• _What is required_:
Rewrite every line of the items below as a numbered list, skipping blank lines and leaving the pictures out.

-- Start of Rows --

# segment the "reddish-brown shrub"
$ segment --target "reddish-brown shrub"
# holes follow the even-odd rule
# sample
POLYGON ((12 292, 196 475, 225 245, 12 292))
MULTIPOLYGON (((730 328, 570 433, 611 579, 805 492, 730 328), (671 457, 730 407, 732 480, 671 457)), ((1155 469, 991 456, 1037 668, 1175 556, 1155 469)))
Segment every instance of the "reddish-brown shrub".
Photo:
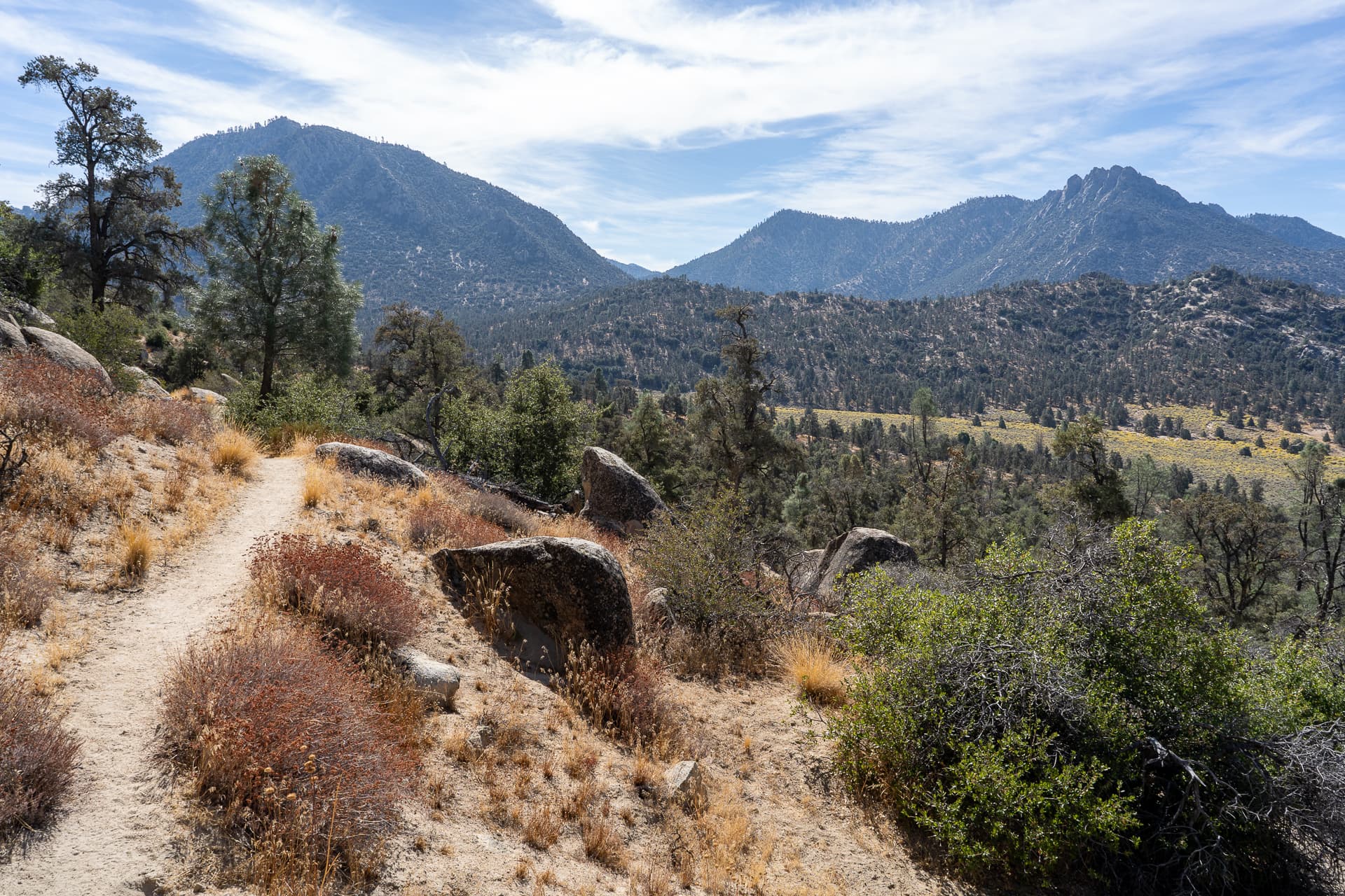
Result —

-- End of Rows --

• _Complete output_:
1. # segment the "reddish-brown shrub"
2. $ segment --target "reddish-brown shrub"
3. # holes follow the even-odd rule
4. # sample
5. POLYGON ((12 292, 196 475, 225 245, 12 292))
6. MULTIPOLYGON (((730 328, 570 433, 611 579, 805 492, 730 328), (671 457, 730 407, 732 480, 671 457)), ((1155 469, 991 456, 1037 668, 1175 556, 1155 469)))
7. Segment every instance of the "reddish-brown shrub".
8. Photo:
9. Result —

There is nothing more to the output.